# EXERCISE REQUIREMENTS
Go through the data line by line. Copy each one holding the string "instance".

# DATASET RECORDS
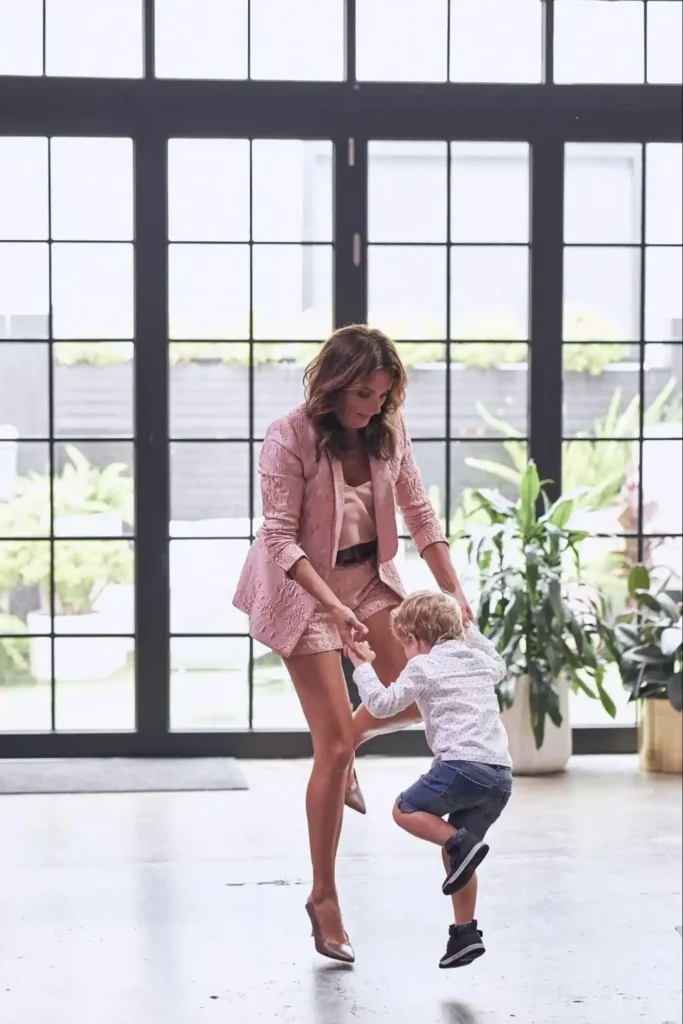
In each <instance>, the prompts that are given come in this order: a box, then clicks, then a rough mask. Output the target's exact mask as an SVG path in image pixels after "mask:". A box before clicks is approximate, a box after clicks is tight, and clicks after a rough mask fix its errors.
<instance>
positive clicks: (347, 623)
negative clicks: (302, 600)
mask: <svg viewBox="0 0 683 1024" xmlns="http://www.w3.org/2000/svg"><path fill="white" fill-rule="evenodd" d="M286 440H287V439H286V438H283V437H282V436H281V437H280V438H276V437H273V436H272V435H271V433H270V431H268V433H267V434H266V436H265V439H264V441H263V445H262V447H261V454H260V457H259V464H258V468H259V474H260V477H261V500H262V505H263V540H264V543H265V546H266V548H267V549H268V553H269V555H270V557H271V558H272V559H273V561H275V562H276V563H278V565H280V567H281V568H282V569H283V570H284V571H285V572H287V573H288V574H289V575H290V577H291V578H292V579H293V580H295V581H296V583H298V584H299V586H300V587H303V589H304V590H305V591H306V592H307V593H308V594H310V596H311V597H313V598H314V599H315V600H316V601H317V602H318V604H322V605H323V607H324V608H326V610H328V611H329V612H330V613H331V614H332V615H333V617H334V620H335V624H336V625H337V627H338V629H339V630H340V632H341V633H342V636H343V637H345V638H347V639H354V638H357V637H358V636H364V635H365V634H366V633H367V632H368V631H367V629H366V627H365V626H362V625H361V624H360V623H359V622H358V621H357V620H356V617H355V615H354V614H353V612H352V611H350V609H349V608H346V607H345V606H344V605H343V604H342V603H341V601H340V600H339V598H338V597H336V596H335V594H334V593H333V592H332V590H331V589H330V588H329V587H328V585H327V584H326V582H325V580H323V578H322V577H321V575H319V574H318V573H317V572H316V571H315V569H314V568H313V566H312V565H311V563H310V562H309V560H308V558H307V556H306V552H305V551H304V550H303V548H302V547H301V546H300V544H299V529H300V523H301V506H302V504H303V494H304V477H303V465H302V463H301V459H300V458H299V457H298V455H296V453H295V451H294V444H291V443H290V444H287V443H286Z"/></svg>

# RESPONSE TO THIS EXERCISE
In each <instance>, the prompts that are given come in this order: a box, then clicks, then a rough mask. Output the target's exact mask as an SVG path in image pixels after "mask:". A box before clicks is approximate, a box after clicks is tight, and clicks after a rough mask fix its errors.
<instance>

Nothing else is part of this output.